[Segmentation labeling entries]
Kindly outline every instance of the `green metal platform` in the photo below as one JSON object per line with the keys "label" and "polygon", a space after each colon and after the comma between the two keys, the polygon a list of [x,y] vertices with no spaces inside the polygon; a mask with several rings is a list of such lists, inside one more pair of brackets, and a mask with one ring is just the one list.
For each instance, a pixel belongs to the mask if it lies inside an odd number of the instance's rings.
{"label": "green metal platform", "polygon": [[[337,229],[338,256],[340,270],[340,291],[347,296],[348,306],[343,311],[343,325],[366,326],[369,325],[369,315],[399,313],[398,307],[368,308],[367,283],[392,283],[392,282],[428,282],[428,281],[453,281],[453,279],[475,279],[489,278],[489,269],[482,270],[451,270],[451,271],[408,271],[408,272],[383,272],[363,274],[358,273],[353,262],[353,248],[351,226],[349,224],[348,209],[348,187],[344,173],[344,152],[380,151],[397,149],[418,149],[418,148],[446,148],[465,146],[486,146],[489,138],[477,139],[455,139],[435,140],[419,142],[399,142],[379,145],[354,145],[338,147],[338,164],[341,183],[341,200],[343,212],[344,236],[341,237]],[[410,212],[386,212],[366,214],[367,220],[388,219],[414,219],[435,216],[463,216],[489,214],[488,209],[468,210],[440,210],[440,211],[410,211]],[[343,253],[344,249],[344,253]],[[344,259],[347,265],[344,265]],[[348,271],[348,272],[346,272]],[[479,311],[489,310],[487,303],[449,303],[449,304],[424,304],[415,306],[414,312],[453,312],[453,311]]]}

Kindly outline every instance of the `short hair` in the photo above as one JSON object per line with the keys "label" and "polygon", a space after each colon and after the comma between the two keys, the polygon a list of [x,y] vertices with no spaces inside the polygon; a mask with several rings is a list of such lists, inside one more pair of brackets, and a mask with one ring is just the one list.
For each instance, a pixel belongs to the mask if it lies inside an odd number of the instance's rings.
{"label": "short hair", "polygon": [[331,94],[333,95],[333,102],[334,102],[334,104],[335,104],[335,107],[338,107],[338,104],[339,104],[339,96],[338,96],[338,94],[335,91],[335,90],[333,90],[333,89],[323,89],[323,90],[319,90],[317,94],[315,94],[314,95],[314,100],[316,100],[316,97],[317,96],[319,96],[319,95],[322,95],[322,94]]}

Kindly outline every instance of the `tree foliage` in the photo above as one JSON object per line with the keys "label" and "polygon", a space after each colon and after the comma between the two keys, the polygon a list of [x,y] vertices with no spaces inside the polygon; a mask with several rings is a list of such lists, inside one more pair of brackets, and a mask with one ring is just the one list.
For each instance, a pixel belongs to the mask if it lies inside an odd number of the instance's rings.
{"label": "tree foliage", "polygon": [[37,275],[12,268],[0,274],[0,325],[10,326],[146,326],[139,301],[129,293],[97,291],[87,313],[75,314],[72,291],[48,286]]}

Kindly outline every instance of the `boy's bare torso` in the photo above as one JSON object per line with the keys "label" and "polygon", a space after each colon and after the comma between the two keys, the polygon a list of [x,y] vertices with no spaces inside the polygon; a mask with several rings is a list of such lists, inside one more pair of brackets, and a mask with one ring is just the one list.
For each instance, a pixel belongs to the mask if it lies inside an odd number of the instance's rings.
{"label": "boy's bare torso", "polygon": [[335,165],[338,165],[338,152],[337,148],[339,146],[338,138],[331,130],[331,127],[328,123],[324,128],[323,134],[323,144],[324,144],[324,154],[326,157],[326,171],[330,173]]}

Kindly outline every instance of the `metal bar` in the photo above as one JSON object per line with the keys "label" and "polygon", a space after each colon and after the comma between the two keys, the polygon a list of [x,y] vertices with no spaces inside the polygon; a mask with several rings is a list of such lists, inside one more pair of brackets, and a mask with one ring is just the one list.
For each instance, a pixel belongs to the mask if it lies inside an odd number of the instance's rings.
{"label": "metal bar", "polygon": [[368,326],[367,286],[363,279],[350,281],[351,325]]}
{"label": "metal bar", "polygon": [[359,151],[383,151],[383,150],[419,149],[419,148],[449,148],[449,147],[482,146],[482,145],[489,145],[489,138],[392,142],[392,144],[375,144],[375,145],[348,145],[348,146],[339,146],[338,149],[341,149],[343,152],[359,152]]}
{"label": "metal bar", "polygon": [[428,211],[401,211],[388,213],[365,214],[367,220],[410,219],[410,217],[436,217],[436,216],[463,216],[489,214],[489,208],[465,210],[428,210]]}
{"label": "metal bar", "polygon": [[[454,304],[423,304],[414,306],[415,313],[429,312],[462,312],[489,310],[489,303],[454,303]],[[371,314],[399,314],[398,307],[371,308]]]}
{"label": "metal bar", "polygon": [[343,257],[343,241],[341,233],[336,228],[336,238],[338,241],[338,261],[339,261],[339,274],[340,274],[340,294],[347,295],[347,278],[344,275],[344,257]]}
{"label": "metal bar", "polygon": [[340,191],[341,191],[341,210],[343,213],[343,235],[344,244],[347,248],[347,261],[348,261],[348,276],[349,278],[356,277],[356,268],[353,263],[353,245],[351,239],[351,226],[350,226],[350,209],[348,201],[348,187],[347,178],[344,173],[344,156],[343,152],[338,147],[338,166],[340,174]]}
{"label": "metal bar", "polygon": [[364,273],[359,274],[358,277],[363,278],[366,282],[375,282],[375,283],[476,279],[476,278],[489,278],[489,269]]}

**STATED TASK:** Find every line in the items above that contains the string "foliage", and copy each of those lines.

**OUTPUT OF THE EXERCISE:**
Kindly outline every instance of the `tree foliage` in the photo above as one JSON object per line with the keys "label" and "polygon", a space after each colon and after the comma between the two keys, the polygon a list of [x,y] vertices with no spaces inside the polygon; a mask with several rings is a list of such lists, inside one more pair of brackets, and a mask with one ring is just the one list.
{"label": "tree foliage", "polygon": [[37,275],[12,268],[0,274],[0,325],[10,326],[146,326],[139,301],[129,293],[97,291],[87,313],[75,314],[72,291],[48,286]]}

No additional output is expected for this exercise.